◆ What to do
Reproduce each of the following records verbatim, without any alteration.
══ Data
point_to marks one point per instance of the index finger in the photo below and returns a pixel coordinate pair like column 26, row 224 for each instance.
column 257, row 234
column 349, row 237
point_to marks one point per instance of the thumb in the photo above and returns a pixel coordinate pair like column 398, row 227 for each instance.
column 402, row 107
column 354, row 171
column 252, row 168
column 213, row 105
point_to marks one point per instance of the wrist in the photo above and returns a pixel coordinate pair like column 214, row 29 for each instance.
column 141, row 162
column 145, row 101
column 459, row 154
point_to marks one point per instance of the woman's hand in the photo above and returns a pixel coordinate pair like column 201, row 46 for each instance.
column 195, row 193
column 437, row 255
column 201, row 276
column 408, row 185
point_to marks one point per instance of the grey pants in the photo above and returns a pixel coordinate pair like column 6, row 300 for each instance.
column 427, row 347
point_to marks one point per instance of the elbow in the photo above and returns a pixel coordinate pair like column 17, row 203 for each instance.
════
◆ Exercise solution
point_to marks one point per instance of the index finger in the photo below and returns a pixel coordinate pair like column 26, row 224 for each instance.
column 257, row 234
column 349, row 237
point_to marks one point per instance of the thumb in the photo above and returns a pixel coordinate pair like column 398, row 227 for each instance.
column 402, row 107
column 354, row 171
column 252, row 168
column 213, row 105
point_to marks one point per instance of the wrist in the photo above and returns a pixel coordinate pair like column 214, row 29 for each instance.
column 141, row 162
column 145, row 101
column 459, row 154
point_to marks one point per instance of the woman's hand in the photo above and returns a pixel coordinate pair like column 201, row 46 for each instance.
column 195, row 193
column 437, row 255
column 201, row 276
column 408, row 185
point_to marks one point per instance of the grey pants in the photo above and returns a pixel coordinate pair like column 6, row 300 for each instance.
column 427, row 347
point_to marks one point per instance of the elbow in the photo above and returns a pixel coordinate pair like column 17, row 203 for each instance.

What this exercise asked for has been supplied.